Dataset items:
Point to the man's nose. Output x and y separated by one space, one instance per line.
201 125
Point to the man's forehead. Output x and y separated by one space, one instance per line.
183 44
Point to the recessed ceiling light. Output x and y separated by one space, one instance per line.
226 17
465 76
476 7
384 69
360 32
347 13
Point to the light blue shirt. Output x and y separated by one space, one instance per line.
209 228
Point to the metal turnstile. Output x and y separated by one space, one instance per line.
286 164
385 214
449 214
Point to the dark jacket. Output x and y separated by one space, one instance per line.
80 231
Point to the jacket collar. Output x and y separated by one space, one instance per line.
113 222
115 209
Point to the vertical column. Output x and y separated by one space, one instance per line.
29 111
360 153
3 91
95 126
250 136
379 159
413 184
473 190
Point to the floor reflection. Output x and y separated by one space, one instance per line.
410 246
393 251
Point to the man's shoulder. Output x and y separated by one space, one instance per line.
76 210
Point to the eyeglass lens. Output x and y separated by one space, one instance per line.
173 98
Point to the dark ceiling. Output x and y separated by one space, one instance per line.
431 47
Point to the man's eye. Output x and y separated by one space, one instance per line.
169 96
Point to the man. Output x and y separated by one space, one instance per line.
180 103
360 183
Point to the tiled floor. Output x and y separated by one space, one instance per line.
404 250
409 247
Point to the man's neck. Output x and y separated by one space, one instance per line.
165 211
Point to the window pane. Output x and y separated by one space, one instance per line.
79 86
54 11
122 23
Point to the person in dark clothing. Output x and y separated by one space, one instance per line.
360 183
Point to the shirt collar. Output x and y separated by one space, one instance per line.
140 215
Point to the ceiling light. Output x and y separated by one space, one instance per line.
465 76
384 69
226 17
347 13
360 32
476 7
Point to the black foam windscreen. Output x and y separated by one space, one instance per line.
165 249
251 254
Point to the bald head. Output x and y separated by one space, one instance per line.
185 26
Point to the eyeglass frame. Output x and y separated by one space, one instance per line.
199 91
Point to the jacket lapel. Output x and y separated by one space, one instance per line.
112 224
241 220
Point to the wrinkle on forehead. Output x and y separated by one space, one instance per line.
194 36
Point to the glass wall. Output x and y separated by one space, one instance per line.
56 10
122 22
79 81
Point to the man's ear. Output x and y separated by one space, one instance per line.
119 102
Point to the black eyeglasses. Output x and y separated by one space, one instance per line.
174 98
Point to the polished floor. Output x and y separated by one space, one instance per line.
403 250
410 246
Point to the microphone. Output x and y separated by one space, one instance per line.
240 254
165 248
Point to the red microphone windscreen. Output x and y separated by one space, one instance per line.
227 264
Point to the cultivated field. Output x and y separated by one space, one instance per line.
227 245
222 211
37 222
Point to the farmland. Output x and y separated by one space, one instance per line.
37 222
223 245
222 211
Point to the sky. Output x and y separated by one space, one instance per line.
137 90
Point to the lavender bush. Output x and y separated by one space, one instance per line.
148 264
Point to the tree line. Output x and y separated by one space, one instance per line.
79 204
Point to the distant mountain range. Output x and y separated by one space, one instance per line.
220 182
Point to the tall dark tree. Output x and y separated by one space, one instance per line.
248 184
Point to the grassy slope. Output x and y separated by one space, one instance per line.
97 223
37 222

What you need to do - Update the material from the line that contains "Point to the man's ear." through the end of the material, replacing "microphone" with "mic" and changing nothing else.

Finished task -
Point to the man's ear. Output x and y separated by one space, one instance per line.
119 102
Point to the black eyeglasses. Output x and y separated by one space, one instance per line.
174 98
Point to the polished floor. Output x and y separated by one space, one instance per line.
403 250
410 246
Point to the mic. Output x and y separated by one space, one instance per line.
240 254
165 248
Point to the red mic windscreen. Output x and y separated by one space, one instance per line.
227 264
Point to the cultivated field. Output x and y separated by one space, one instance per line.
227 245
222 211
37 222
Point to the farmland. Output x and y separated by one space, one instance per line.
37 222
223 245
222 211
Point to the sky. Output x and y separated by one space, one instance per line.
137 90
Point to the lavender bush. Output x and y separated by one space, one instance per line.
148 264
Point to the tree line. Output x and y separated by one space, one instance per line.
79 204
Point to the distant mountain range. Output x and y separated by one space, one instance per line.
220 182
Point to the tall dark tree. Output x and y separated by one space, one instance per line.
248 184
Point to the grassy slope. Output x and y separated by one space, one instance per line.
97 223
37 222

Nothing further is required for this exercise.